-- start Page text --

It was model rocketry that led him to start MITS, which initially produced light flashers for hobbyist rocket ships, so backyard von Brauns could photograph the trajectories of their attempts to poke holes in the sky. From there, Roberts took MITS into test equipment—temperature sensors, audio sweep generators, and the like. Then Roberts became interested in things using LEDs, so MITS made digital clocks, both assembled and in kits, and his company was perfectly placed to take advantage of advances in microchip technology that made small digital calculators possible. He sold those in kits, too, and the company took off, expanding to nearly one hundred employees. But then the “Big Boys” came in, giant companies like Texas Instruments making their own microchips, and smaller companies reacted by cutting calculator prices so low that MITS could not compete. “We went through a period where our cost to ship a calculator was thirty-nine dollars and you could buy one in a drugstore for twenty-nine dollars.” Roberts later recalled. It was devastating. By mid-1974, Ed Roberts’ company was three hundred sixty-five thousand dollars in debt.

But Ed Roberts had something up his sleeve. He knew about Intel’s new microprocessor chips and knew it was possible to take one and build a computer around it. A computer. Ever since he’d first had contact with them, during his time in the Air Force, he had been in awe of their power and disgusted with the convoluted steps one had to take to get access to them. Around 1974, Ed Roberts would talk often to his boyhood friend from Florida, Eddie Currie, so much so that to keep phone bills down they had taken to exchanging cassette tapes. The tapes became productions in and of themselves, with sound effects, music in the background, and dramatic readings. One day Eddie Currie got this tape from Ed Roberts which was unlike any previous one. Currie later remembered Ed, in the most excited cadences he could muster, speaking of building a computer for the masses. Something that would eliminate the Computer Priesthood once and for all. He would use this new microprocessor technology to offer a computer to the world, and it would be so cheap that no one could afford not to buy it.

He followed up the tape with calls to Currie. Would you buy it if it were five hundred dollars? Four hundred? He talked it over with what staff was left in his failing company (the staff had shrunk to a relative handful) and, MITS employee David Bunnell would later recall, “We thought he was off the deep end.”

-- end Page text --
-- start Dataset extract --

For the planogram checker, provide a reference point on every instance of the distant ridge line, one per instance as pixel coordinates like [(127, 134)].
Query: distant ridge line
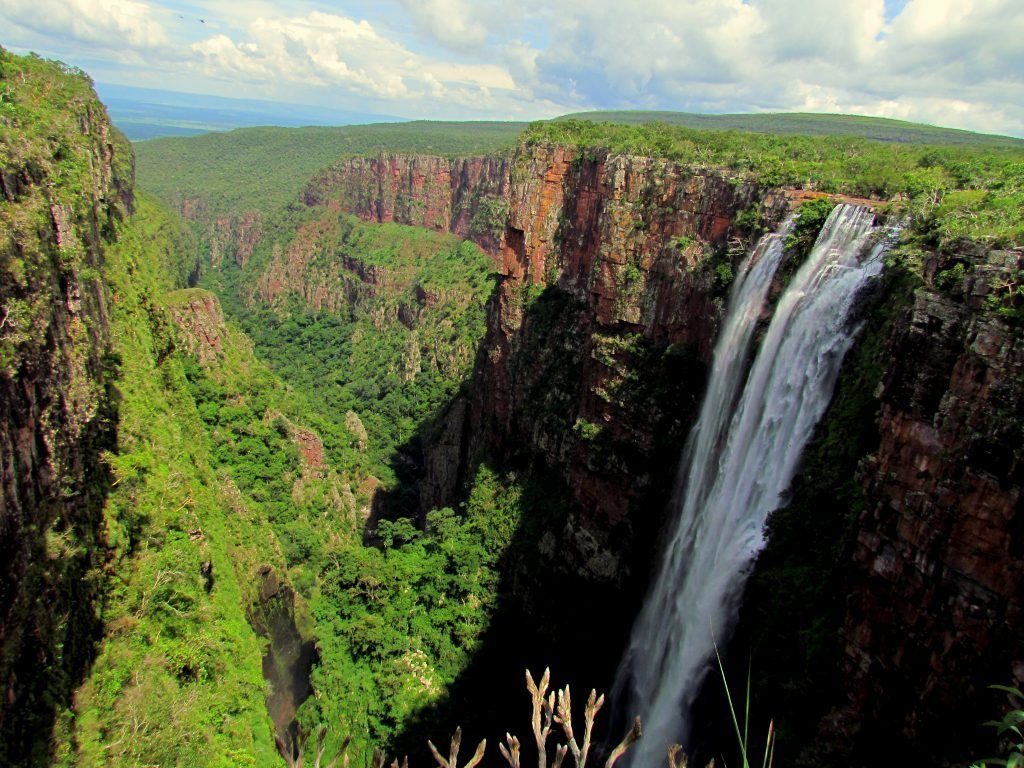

-- end Dataset extract --

### Exercises
A. According to the text about Ed Roberts and MITS, how much debt did his company have by mid-1974?
B. Write the next part of the text about Ed Roberts and MITS, starting where it ends.

### The results
A. Three hundred sixty-five thousand dollars.

B.
But when Ed Roberts had his mind made up, no force could compel him to reconsider. He would build a computer, and that was it. He knew that Intel’s current chip, the 8008, was not powerful enough, but when Intel came out with a new one, the 8080, which could support a good deal of memory as well as other hardware, Roberts called up the company for some horse-trading. Bought in small lots, the chips would cost $350 each. But Roberts was not thinking in small lots, so he “beat Intel over the head” to get the chips for $75 a piece.

With that obstacle cleared, he had his staff engineer Bill Yates design a hardware “bus,” a setup of connections where points on the chip would be wired to outputs (“pins”) which ultimately would support things like a computer memory, and all sorts of peripheral devices. The bus design was not particularly elegant—in fact, later on hackers would universally bitch about how randomly the designer had chosen which point on the chip would connect to which point on the bus—but it reflected Ed Roberts’ dogged determination to get this job done now. It was an open secret that you could build a computer from one of those chips, but no one had previously dared to do it. The Big Boys of computerdom, particularly IBM, considered the whole concept absurd. What kind of nut would want a little computer? Even Intel, which made the chips, thought they were better suited for duty as pieces of traffic-light controllers than as minicomputers. Still, Roberts and Yates worked on the design for the machine, which Bunnell urged Roberts to call “Little Brother” in an Orwellian swipe at the Big Boys. Roberts was confident that people would buy the computer once he offered it in kit form. Maybe even a few hundred buyers in the first year.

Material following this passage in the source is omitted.